Recognizing & understanding co-dependency

What is co-dependency?

Co-dependency affects the loved ones of those struggling with addiction.

Co-dependency is an unhealthy set of behaviors that have been learned trying to adapt to the dysfunction of substance use disorders in a family.

Feeling out of control themselves, a person can desperately try to control their addicted loved one. If left unchanged, these behaviors can move into other relationships outside the family, treating others in the same unhealthy ways.

When substances are being misused, many family members have their own journey of healing too.

Older man and woman looking pensively into the distance

What does co-dependency look like?

  • Obsession: Similar to the person struggling with their substance use disorder, a co-dependent person becomes equally obsessed with their loved one’s drinking and drug using behavior. Are they coming home tonight? Are they going to kill themselves or somebody else? Are we going to be able to pay the bills if they don’t go to work?
  • Denial: It is often conscious denying the full extent of the problem. It is how we have learned how to cope, a survival behavior. We think we’re loving our family member when we bail them out of jail, paying their bills, making excuses for them. This protecting/covering-up behavior is often to protect our own views of ourselves. We’re embarrassed. We begin to avoid people.

◆ RAW DATA:
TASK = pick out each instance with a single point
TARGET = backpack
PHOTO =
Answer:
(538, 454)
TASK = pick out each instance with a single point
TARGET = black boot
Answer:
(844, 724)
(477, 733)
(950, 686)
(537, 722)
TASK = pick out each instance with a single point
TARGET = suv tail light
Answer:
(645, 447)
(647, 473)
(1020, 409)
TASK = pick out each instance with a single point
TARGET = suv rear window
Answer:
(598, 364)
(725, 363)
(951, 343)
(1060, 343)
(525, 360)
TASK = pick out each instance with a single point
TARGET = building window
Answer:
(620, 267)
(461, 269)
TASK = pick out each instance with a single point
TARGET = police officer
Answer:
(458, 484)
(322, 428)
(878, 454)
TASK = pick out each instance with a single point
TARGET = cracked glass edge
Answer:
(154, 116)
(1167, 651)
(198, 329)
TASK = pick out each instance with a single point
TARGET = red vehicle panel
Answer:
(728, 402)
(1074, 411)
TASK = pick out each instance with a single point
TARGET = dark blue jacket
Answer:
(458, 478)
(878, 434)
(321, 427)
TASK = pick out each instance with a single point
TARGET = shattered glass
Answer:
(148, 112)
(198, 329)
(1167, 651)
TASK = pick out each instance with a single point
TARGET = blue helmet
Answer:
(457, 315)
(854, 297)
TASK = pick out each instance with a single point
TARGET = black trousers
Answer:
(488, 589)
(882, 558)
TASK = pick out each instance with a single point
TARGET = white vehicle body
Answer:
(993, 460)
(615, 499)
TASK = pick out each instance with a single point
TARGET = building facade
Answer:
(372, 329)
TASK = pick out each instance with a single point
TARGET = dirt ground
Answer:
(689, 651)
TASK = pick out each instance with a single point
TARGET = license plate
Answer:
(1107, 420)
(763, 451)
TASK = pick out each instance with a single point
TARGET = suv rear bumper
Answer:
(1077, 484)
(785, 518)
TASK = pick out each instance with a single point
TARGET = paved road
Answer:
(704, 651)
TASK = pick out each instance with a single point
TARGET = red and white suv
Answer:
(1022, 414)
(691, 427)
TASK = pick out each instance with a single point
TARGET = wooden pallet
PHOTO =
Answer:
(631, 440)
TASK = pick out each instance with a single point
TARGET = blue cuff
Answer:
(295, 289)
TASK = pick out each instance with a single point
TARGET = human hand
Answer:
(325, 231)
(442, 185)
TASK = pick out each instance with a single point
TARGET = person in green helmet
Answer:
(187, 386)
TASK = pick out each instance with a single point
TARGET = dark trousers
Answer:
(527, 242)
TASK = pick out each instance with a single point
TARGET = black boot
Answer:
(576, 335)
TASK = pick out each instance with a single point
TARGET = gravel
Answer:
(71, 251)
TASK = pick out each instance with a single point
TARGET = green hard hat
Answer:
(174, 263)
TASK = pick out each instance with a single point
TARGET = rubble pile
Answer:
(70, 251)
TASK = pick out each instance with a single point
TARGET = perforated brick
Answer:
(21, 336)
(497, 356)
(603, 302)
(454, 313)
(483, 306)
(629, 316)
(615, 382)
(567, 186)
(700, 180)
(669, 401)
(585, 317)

◆ EXERCISES:
(A) Reproduce the passage of the co-dependency text from "When substances are" up to and including "co-dependency look like?".
(B) In the co-dependency text, what does a co-dependent person become obsessed with?
(C) Write the next part of the text on co-dependency, picking up after its final sentence.
The material comes from a different source than the text on co-dependency.

◆ RESULTS OF THE TASKS:
(A)
When substances are being misused, many family members have their own journey of healing too.

Older man and woman looking pensively into the distance

What does co-dependency look like?

(B) Their loved one's drinking and drug using behavior.

(C)
  • Unexplained mood swings: If our addicted family member is feeling good today, we’re feeling good. If our loved one is having a difficult time, we’re having a difficult time. We follow their mood swings, so our lives are depending on their feelings.
  • Irrational behavior: Many times we will act as irrationally as the addict in our lives—taking away their money or their car keys, following them to places that are not safe. We act in ways we would never act if it weren’t for the alcohol and other drugs.
  • Lashing out: We may strike out at a loved one in a way that would never happen if the alcohol or drugs weren’t involved.
  • Self-hate: We experience the same loss of self-esteem as the person with the substance use disorder. We lose ourselves physically, emotionally and spiritually. It can lead to depression, anxiety, and even thoughts of suicide.
  • Displaced feelings: We avoid our real feelings. We push them down and they come out inappropriately in other ways. We get angry at the kids, co-workers, the dog, but we don’t get mad at the disease.
  • Covering up feelings: We substitute compulsive activities like work, eating, cleaning, exercise, staying on the internet for hours—anything to not deal with the real world around us.



Finding recovery in co-dependency

People who struggle with co-dependency can find recovery the same way as their loved one with a substance use disorder—by admitting that we are powerless to control this disease and we need to seek help ourselves.

We need help to learn how to stop blaming ourselves or our loved one, focus on ourselves and take responsibility for our own actions. We need to deal with our feelings rather than avoid them. It’s time to begin taking care of yourself, to recognize your co-dependency and to identify the behaviors you need to change to get well yourself. You can get better, even if they don’t.You can love your addict to death or you can love yourself back to health and, in turn, stop enabling them.

To overcome co-dependency, we must build a circle of well friends and healthy interests, a circle of support from people who have been living with this disease in their lives who can share their experience, strength, and hope with us.